■ Task statement
Report each line of the items that contains the string "woman", copying every such line word for word.

[Outline records]
++++++++++

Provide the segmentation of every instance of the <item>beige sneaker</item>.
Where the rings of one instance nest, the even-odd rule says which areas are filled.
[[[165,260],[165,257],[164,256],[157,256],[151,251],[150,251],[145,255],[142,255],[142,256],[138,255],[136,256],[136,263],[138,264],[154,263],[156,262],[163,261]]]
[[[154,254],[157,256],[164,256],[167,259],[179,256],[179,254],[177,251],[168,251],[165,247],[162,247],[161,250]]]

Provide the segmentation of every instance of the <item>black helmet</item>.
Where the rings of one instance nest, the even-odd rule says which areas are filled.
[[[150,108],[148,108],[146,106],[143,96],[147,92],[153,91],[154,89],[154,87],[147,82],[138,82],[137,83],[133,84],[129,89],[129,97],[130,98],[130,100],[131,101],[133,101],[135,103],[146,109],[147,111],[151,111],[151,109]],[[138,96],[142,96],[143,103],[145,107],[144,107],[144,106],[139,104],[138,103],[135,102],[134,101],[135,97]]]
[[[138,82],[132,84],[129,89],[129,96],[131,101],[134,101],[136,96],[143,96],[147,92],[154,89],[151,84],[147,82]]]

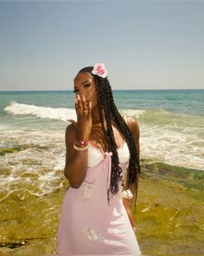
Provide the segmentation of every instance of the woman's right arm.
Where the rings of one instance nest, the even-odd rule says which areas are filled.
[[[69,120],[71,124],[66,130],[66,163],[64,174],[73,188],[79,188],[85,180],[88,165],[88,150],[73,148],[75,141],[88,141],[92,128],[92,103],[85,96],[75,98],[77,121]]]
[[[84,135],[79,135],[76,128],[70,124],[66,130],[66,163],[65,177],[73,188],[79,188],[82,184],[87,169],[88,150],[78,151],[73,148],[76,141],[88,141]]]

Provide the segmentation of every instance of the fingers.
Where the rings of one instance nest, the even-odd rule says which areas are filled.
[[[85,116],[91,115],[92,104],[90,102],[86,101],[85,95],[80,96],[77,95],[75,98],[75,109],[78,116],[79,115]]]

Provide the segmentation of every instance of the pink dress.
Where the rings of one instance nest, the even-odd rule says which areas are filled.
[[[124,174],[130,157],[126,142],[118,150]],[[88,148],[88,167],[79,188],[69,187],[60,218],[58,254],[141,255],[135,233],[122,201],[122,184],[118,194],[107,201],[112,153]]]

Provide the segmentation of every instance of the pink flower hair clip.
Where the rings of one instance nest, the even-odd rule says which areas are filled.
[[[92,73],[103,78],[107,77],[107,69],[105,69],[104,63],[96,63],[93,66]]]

++++++++++

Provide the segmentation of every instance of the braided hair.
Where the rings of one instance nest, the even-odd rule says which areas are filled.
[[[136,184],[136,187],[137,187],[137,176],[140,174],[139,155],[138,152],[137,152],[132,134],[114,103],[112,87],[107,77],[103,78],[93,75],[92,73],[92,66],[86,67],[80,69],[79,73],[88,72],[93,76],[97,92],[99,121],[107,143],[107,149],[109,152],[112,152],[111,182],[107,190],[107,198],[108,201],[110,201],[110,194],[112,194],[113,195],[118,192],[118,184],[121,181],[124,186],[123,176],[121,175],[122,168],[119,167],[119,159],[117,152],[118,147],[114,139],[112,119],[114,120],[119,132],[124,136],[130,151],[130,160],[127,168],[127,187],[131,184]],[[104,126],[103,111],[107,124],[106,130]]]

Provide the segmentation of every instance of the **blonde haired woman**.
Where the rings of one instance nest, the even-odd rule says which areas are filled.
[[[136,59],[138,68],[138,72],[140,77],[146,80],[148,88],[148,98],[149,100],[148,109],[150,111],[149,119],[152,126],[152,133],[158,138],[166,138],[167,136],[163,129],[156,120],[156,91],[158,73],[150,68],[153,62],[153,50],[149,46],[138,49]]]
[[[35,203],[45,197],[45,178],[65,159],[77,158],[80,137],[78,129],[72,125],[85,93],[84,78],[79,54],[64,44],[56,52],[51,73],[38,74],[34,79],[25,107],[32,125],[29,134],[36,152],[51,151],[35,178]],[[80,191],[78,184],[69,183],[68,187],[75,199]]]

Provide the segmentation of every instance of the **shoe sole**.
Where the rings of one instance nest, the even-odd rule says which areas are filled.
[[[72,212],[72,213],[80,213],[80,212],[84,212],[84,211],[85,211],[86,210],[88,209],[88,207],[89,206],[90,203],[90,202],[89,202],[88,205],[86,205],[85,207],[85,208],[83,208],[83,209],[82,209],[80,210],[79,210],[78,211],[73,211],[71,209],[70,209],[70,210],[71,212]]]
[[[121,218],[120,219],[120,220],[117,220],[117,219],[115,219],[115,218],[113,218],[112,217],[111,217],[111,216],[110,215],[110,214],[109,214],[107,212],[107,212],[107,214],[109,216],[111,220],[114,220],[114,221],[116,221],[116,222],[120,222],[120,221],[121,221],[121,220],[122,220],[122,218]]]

++++++++++

■ Solved problem
Provide the segmentation of every instance of the woman's right arm.
Provide the segmentation of every instance of the **blonde haired woman**.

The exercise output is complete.